All of the data is to be set down again without alteration.

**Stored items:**
::::
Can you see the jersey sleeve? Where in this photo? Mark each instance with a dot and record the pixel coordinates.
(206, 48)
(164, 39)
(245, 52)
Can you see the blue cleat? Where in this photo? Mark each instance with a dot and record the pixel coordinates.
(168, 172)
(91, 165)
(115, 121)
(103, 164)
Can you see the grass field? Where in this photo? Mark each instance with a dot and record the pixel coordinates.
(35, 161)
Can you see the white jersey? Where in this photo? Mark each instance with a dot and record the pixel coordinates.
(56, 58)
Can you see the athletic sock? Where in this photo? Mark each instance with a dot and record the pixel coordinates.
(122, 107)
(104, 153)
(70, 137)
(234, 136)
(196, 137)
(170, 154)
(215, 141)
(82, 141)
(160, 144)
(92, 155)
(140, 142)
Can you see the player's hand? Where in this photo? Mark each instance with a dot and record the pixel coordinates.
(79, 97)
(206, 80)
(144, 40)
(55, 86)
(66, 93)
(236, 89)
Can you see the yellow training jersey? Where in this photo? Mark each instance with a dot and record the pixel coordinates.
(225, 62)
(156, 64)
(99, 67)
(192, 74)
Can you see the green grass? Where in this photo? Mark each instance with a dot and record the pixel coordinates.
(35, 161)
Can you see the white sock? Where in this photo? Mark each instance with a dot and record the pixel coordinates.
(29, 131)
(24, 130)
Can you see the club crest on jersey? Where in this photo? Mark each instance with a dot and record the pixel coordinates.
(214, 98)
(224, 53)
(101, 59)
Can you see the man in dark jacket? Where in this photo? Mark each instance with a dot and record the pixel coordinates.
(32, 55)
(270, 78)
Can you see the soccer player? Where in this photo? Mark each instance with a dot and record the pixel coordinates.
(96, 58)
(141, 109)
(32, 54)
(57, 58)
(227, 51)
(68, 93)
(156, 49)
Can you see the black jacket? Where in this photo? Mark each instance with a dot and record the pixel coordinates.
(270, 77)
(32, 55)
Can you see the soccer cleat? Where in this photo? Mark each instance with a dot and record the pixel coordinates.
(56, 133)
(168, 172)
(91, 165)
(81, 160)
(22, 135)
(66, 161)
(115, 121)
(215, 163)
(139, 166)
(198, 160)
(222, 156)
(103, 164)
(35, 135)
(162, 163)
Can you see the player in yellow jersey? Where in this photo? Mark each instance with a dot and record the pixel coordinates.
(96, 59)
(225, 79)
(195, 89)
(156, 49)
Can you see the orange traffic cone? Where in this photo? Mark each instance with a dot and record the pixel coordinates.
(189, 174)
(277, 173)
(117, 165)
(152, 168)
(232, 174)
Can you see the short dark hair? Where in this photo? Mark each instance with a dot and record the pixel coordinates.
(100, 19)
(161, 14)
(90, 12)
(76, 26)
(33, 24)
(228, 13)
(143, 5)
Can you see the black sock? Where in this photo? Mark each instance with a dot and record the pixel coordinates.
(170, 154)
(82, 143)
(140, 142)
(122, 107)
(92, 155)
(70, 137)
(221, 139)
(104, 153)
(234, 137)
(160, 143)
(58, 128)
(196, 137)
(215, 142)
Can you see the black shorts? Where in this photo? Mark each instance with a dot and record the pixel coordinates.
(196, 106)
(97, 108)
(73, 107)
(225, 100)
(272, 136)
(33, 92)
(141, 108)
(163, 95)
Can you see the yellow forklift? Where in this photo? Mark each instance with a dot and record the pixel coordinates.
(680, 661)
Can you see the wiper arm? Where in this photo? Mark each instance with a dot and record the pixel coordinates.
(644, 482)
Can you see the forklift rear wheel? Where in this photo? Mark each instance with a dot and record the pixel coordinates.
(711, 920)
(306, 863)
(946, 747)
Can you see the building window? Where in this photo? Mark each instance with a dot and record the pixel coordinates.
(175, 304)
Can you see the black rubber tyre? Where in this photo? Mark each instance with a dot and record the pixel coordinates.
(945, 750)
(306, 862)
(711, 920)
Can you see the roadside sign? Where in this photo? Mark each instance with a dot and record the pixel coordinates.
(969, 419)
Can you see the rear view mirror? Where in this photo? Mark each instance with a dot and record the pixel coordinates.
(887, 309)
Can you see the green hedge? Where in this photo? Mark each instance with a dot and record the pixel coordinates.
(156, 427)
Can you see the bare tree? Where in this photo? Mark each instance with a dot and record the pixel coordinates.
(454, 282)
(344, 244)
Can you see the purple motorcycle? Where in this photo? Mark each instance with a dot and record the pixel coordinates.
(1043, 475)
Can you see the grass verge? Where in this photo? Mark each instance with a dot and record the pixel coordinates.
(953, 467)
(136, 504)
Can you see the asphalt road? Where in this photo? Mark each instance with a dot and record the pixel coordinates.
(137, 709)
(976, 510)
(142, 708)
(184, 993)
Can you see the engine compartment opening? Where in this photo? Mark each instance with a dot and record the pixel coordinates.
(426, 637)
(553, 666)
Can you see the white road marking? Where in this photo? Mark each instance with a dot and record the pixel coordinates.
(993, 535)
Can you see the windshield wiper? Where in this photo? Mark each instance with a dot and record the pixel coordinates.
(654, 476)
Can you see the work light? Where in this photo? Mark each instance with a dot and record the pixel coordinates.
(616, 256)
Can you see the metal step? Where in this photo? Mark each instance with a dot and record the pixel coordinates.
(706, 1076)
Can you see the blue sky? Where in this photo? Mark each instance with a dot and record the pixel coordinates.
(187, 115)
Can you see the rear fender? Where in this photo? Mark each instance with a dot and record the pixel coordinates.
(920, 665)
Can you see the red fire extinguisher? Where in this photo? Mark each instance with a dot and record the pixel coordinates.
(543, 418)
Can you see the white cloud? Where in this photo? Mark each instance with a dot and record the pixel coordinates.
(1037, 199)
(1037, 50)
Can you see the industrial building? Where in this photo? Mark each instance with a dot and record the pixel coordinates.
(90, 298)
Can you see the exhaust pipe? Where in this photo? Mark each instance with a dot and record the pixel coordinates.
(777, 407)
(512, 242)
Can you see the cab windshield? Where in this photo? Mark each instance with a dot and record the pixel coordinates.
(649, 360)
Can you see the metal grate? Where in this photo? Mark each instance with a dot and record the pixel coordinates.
::::
**Answer below:**
Can you see the jersey sleeve? Where in this photo? Mark each instance with a dot and record the pixel coordinates.
(206, 48)
(164, 39)
(245, 52)
Can you see the blue cleat? Where in this photo? Mark each instance with a dot and record the pixel coordinates.
(168, 172)
(91, 165)
(115, 121)
(103, 164)
Can you see the grass field? Where in this photo? Mark each instance with a dot and record the pixel coordinates.
(35, 161)
Can you see the white jersey? Where in this photo? Mark each instance with a dot and record the pixel coordinates.
(56, 58)
Can you see the athletic sock? Where in this photo? Mark each instance with a dot and record the pixel coordinates.
(122, 107)
(104, 153)
(70, 137)
(234, 136)
(196, 137)
(170, 154)
(215, 141)
(82, 141)
(160, 144)
(92, 155)
(140, 142)
Can you see the player's hand? Where in this photo? Mark each instance with a dot and record the pixel coordinates.
(79, 97)
(206, 80)
(144, 40)
(55, 86)
(66, 93)
(236, 89)
Can you see the yellow training jersey? Where in this photo? Mark each instance with a dot and record the pixel coordinates.
(225, 62)
(156, 64)
(99, 67)
(192, 74)
Can you see the green grass? Where in this photo? Mark each instance with a dot and record the pixel coordinates.
(35, 161)
Can you see the white sock? Where in this photo? Mark each instance with a dot and record the pixel coordinates.
(29, 131)
(24, 130)
Can you see the club crest on jersey? Where in this photo? Mark each instance with a dot and record the pixel coordinates.
(214, 98)
(224, 53)
(101, 59)
Can you see the man in dark jacket? Where in this photo? Mark each instance with a dot and record the pixel coordinates.
(32, 55)
(270, 78)
Can you see the soccer player? Where in this photo? Mark each instance with a dot and record the pixel coordinates.
(96, 58)
(141, 109)
(32, 54)
(57, 58)
(227, 51)
(68, 93)
(156, 49)
Can you see the black jacket? Where in this photo? Mark each instance with a dot and record the pixel coordinates.
(270, 77)
(32, 55)
Can you see the soccer cleat? Where in this photo? Mark each instance with a dot and record the pixel coordinates.
(56, 133)
(168, 172)
(91, 165)
(81, 160)
(22, 135)
(66, 161)
(115, 121)
(215, 163)
(139, 166)
(198, 160)
(222, 156)
(103, 164)
(35, 135)
(162, 163)
Can you see the player in yellow jersey? Where in this photo? Mark each instance with a dot and record the pixel coordinates.
(96, 59)
(225, 79)
(195, 89)
(156, 49)
Can you see the orange traffic cone? Where in this photo? Mark each instance with a dot and record the pixel coordinates.
(189, 174)
(277, 173)
(117, 165)
(152, 168)
(232, 174)
Can you see the short dark hair? Where in this photo? Mark each instance with a dot and record the pixel coordinates.
(100, 19)
(161, 14)
(90, 12)
(76, 26)
(33, 24)
(228, 13)
(143, 5)
Can you see the black sock? Where in this photo? Mark each instance with a dot and record the pixel coordinates.
(170, 154)
(82, 143)
(140, 142)
(122, 107)
(92, 155)
(70, 137)
(221, 139)
(104, 153)
(234, 137)
(160, 143)
(58, 128)
(196, 137)
(215, 142)
Can you see the black shorts? Where in this photo? Mark each instance with a dot and record the pixel coordinates.
(196, 106)
(97, 108)
(73, 107)
(225, 100)
(272, 136)
(33, 92)
(141, 108)
(163, 95)
Can you see the yellow forklift? Where in this photo? Mark each instance with a dot and record the pixel coordinates.
(680, 661)
Can you see the wiper arm? Where in this photo? Mark each instance with a dot and record the pixel coordinates.
(644, 482)
Can you see the forklift rear wheel? Where in this photo? Mark each instance with a dot and record the pixel coordinates.
(711, 920)
(306, 863)
(946, 747)
Can you see the building window? Where in this photo? Mark each instance with a dot and record the pixel coordinates.
(175, 304)
Can you see the black rubber tyre? Where in this photo? Mark each instance with a dot and record the pixel coordinates.
(945, 750)
(306, 862)
(711, 920)
Can you see the roadside sign? Where in this photo? Mark each instance with a dot and record the pixel coordinates.
(969, 419)
Can you see the rear view mirror? Where in this photo? Mark each instance with a dot and record the pixel coordinates.
(887, 309)
Can you see the green hedge? Where in this photo? Mark each instance with a dot and record the pixel coordinates.
(156, 427)
Can you see the bare tree? Where in this photo? Mark each instance with a dot and record the pixel coordinates.
(454, 282)
(344, 244)
Can you see the purple motorcycle? Where in this photo? Mark each instance with a dot and record the pixel coordinates.
(1043, 475)
Can you see the grass verge? Where in this photo? Mark each instance with a dot and record the pixel coordinates.
(953, 467)
(136, 504)
Can you see the asphalt road? Where in this photo? Mark each instance with a dot and record the pixel coordinates.
(137, 709)
(976, 510)
(142, 708)
(184, 993)
Can you see the engine compartment opening? Where in this photo? Mark each instance with a dot and record the pixel coordinates.
(426, 637)
(553, 666)
Can you see the white road marking? Where in this photo? Mark each instance with a dot and record the pixel coordinates.
(993, 535)
Can you see the windshield wiper? Where in this photo? Mark each instance with a dot and record the pixel coordinates.
(654, 476)
Can you see the work light? Where in this photo? Mark each instance with a dot and record the pixel coordinates.
(616, 256)
Can you see the metal step? Where in this photo? Mark each instance with a dot and record the pixel coordinates.
(706, 1076)
Can you see the blue sky? Where in this photo? Mark each instance with a dot and record the pixel coordinates.
(187, 115)
Can you see the rear fender? Where in this photo? Mark each instance with a dot and record the pixel coordinates.
(920, 665)
Can you see the red fire extinguisher? Where in this photo? Mark each instance with a dot and record the pixel coordinates.
(543, 418)
Can you see the white cloud? Where in this photo? Mark each instance with a dot and record the pixel coordinates.
(1037, 199)
(1037, 50)
Can you see the industrial building? Where in this photo? Mark each instance with a dot and record the pixel coordinates.
(90, 298)
Can you see the exhaust pipe? Where in this photo? Mark each instance with a dot and record the pixel coordinates.
(777, 407)
(512, 242)
Can you see the cab windshield? Where in this photo? Mark each instance with a dot and record the pixel coordinates.
(649, 360)
Can you see the metal grate? Where in this photo? Mark each instance with a dot and record the pixel coordinates.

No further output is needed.